REQUIRED WORK:
Copy out, word for word, the lines of the records below, starting with the line that contains "Annotate the flower" and continuing through the last line of the records.

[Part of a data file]

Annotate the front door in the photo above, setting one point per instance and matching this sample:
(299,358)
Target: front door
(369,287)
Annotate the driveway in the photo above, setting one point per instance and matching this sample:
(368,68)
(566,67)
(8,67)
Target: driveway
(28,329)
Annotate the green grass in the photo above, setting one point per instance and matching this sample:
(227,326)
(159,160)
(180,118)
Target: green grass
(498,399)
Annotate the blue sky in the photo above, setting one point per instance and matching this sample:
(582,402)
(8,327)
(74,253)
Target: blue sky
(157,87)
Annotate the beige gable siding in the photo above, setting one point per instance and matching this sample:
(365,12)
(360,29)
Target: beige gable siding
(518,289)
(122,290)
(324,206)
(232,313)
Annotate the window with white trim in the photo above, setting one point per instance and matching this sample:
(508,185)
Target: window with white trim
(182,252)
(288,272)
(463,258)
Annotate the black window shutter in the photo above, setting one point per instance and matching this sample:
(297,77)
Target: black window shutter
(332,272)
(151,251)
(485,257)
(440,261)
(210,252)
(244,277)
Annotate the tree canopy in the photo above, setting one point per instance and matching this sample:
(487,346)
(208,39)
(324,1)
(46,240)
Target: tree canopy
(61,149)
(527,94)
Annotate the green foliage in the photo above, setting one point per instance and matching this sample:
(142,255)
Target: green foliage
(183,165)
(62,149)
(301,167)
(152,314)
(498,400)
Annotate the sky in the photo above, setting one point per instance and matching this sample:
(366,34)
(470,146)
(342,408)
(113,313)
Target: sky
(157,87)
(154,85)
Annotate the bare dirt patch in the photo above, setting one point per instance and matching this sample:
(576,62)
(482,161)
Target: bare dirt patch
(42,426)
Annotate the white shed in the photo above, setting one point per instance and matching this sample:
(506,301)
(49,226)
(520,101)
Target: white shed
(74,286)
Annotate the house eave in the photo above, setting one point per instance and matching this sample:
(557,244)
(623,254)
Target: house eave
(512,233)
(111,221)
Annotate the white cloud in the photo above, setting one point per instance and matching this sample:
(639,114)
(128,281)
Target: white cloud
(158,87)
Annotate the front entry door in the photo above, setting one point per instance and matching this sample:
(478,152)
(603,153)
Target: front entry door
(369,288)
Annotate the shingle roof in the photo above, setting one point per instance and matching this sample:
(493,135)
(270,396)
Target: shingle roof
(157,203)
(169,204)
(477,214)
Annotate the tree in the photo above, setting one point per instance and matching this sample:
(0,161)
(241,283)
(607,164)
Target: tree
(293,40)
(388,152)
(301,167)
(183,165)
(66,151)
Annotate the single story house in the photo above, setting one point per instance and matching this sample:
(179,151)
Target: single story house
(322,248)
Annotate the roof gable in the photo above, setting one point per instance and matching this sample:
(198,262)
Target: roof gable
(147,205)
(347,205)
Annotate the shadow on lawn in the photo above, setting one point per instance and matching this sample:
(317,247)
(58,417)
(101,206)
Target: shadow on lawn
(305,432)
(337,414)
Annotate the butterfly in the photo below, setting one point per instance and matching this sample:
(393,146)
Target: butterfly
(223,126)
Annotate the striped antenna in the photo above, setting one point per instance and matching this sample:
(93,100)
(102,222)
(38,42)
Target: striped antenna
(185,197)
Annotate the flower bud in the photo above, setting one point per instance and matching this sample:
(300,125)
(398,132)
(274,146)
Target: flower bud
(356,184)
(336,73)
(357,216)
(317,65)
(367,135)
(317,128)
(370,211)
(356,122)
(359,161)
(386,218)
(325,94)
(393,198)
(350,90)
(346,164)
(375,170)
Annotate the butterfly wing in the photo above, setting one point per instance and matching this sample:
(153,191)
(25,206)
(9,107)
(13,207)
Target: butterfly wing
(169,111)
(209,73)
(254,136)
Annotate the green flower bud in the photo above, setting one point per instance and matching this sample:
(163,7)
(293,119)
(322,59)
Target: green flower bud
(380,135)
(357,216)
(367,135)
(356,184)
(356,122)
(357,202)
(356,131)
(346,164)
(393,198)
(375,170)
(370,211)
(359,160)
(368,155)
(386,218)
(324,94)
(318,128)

REPLY:
Annotate the flower bud in the photo above, setting one point per instance and matching this sample:
(300,125)
(398,132)
(274,146)
Target: flower bud
(356,184)
(336,73)
(357,216)
(317,65)
(367,135)
(317,128)
(370,211)
(356,122)
(359,161)
(386,218)
(325,94)
(393,198)
(350,90)
(346,164)
(375,170)
Annotate the butterfly wing in the photo above, setting one point per instance and matching this sample:
(153,191)
(25,206)
(9,107)
(13,207)
Target: butterfly wing
(169,111)
(209,73)
(254,136)
Annotate the green flower bud in the photo above, setting one point per instance and matching this sample:
(163,7)
(293,119)
(322,59)
Target: green flower bud
(380,135)
(357,216)
(367,135)
(356,184)
(356,122)
(357,202)
(356,131)
(346,164)
(393,198)
(375,170)
(370,211)
(359,160)
(368,155)
(386,218)
(324,94)
(318,128)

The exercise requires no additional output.